TASK: Where a line of the entries holds the string "boot", copy that line.

DATA SHOWN:
Segment Open

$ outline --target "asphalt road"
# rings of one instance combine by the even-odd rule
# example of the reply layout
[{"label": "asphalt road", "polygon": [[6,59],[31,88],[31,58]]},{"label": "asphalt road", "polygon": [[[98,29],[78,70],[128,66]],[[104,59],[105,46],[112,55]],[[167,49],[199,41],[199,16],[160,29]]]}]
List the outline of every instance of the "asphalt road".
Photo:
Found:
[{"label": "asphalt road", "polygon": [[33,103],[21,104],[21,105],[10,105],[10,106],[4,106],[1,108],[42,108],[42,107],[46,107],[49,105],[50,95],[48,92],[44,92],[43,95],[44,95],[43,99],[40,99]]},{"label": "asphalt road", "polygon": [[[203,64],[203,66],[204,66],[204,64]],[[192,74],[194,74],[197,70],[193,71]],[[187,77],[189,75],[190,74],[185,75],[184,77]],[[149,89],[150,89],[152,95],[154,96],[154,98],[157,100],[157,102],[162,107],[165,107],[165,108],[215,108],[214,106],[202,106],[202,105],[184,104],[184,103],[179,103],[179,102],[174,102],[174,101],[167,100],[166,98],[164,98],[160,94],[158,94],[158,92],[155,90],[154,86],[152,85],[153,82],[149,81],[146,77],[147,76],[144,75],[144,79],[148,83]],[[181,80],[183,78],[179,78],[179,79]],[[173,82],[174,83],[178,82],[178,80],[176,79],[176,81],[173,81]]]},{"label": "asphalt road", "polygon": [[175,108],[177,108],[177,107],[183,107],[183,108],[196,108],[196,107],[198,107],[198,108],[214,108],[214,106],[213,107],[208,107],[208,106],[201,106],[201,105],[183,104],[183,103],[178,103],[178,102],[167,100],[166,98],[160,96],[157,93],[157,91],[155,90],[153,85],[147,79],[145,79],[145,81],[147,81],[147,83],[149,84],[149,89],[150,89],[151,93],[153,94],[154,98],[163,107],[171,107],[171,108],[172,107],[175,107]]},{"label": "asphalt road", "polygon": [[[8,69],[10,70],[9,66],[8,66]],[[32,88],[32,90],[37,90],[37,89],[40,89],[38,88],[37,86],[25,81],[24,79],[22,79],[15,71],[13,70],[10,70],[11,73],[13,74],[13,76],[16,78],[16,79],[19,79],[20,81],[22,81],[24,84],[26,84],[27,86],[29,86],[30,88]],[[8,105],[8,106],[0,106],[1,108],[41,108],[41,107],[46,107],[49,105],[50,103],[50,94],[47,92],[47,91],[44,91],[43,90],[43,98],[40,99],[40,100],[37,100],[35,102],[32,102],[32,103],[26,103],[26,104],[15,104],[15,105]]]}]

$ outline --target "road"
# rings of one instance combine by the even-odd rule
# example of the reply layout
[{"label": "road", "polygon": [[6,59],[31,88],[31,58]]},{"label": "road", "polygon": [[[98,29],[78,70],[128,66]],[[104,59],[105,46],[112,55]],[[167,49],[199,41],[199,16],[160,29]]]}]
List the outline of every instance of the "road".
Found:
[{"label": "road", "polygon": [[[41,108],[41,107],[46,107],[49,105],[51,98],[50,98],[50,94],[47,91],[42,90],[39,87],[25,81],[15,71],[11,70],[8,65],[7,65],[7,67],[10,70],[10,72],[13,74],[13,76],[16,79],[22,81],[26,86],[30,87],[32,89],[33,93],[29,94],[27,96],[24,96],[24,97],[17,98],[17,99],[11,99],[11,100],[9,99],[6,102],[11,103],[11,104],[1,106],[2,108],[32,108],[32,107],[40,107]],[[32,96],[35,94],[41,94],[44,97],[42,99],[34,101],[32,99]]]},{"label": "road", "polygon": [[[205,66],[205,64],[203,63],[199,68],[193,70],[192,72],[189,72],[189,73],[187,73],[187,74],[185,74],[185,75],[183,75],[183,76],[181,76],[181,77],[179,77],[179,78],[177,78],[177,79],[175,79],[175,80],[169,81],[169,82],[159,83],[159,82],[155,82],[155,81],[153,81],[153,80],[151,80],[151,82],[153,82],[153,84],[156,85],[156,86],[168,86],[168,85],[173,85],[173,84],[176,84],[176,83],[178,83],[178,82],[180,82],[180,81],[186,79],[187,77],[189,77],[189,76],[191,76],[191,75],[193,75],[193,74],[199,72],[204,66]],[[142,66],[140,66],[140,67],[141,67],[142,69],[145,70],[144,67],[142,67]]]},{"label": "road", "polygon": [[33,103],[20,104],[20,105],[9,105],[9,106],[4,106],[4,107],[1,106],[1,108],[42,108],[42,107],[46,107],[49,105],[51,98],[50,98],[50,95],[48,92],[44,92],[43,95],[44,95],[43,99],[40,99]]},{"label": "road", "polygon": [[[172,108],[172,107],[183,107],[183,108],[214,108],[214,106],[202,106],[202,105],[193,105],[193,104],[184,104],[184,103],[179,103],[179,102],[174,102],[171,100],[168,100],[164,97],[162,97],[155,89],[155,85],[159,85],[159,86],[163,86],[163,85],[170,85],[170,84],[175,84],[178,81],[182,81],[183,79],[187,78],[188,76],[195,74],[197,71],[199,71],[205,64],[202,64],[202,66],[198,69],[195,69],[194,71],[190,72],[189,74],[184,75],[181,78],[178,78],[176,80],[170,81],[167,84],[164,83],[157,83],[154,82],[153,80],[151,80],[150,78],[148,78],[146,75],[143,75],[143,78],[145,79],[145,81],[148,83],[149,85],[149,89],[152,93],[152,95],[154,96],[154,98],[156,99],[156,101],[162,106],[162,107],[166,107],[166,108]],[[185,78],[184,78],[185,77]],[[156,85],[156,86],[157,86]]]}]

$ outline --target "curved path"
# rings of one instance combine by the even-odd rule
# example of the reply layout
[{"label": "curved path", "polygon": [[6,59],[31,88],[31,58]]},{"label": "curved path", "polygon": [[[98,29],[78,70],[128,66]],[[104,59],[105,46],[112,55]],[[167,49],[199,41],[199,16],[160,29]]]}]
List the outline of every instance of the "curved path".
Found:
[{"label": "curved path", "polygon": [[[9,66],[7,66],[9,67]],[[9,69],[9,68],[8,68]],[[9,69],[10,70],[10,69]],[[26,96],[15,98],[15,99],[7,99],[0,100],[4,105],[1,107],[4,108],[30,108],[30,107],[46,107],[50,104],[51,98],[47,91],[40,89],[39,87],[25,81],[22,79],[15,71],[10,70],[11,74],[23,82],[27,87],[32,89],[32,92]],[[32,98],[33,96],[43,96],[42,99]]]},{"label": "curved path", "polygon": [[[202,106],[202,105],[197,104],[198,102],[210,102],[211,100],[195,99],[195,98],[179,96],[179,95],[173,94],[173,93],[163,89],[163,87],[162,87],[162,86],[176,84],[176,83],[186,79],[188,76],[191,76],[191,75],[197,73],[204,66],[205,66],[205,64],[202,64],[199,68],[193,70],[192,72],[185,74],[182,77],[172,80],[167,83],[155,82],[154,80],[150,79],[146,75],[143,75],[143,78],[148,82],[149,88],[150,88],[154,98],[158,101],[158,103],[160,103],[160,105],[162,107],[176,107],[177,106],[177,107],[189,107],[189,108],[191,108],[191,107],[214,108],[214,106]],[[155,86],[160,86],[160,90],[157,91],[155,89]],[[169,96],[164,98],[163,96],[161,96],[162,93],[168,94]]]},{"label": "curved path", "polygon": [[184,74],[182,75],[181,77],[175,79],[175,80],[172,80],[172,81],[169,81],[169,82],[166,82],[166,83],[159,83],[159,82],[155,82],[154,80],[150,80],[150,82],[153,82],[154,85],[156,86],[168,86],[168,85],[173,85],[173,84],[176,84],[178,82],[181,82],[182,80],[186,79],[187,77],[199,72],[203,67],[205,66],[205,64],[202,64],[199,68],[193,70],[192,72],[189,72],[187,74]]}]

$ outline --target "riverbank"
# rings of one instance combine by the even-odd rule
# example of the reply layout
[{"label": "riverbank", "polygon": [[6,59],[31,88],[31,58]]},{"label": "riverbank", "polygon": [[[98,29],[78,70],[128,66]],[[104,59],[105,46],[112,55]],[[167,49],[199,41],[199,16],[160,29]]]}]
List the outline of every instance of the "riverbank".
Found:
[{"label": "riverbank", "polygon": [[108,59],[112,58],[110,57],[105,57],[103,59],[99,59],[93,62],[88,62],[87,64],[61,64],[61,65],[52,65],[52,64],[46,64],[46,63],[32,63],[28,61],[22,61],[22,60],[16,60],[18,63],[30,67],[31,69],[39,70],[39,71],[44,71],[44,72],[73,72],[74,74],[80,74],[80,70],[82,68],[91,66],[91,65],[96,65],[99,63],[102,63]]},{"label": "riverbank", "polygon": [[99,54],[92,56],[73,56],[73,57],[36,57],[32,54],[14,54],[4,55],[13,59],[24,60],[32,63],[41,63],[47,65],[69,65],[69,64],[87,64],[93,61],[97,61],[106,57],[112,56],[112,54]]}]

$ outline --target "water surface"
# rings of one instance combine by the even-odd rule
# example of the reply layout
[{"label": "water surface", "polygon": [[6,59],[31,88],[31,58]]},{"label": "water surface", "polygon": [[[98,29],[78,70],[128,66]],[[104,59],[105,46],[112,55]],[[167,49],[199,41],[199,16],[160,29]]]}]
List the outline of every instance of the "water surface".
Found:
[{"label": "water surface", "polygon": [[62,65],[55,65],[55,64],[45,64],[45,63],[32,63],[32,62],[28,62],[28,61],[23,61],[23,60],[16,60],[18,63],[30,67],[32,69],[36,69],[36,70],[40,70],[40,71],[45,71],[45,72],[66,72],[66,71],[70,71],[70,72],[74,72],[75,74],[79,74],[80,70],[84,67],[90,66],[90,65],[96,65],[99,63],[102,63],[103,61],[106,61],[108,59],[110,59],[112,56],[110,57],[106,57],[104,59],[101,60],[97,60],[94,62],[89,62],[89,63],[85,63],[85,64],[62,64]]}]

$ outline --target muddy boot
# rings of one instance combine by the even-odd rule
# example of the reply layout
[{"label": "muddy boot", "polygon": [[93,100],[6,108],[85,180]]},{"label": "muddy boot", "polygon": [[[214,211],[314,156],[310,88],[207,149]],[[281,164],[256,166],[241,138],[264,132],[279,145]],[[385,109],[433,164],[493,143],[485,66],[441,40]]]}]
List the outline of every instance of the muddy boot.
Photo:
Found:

Segment Closed

RESPONSE BELOW:
$ outline --target muddy boot
[{"label": "muddy boot", "polygon": [[93,100],[6,108],[85,180]]},{"label": "muddy boot", "polygon": [[[214,211],[314,156],[310,88],[207,149]],[[281,164],[256,166],[241,138],[264,132],[279,145]],[[385,109],[433,164],[493,143],[485,66],[441,40]]]}]
List the outline of every instance of the muddy boot.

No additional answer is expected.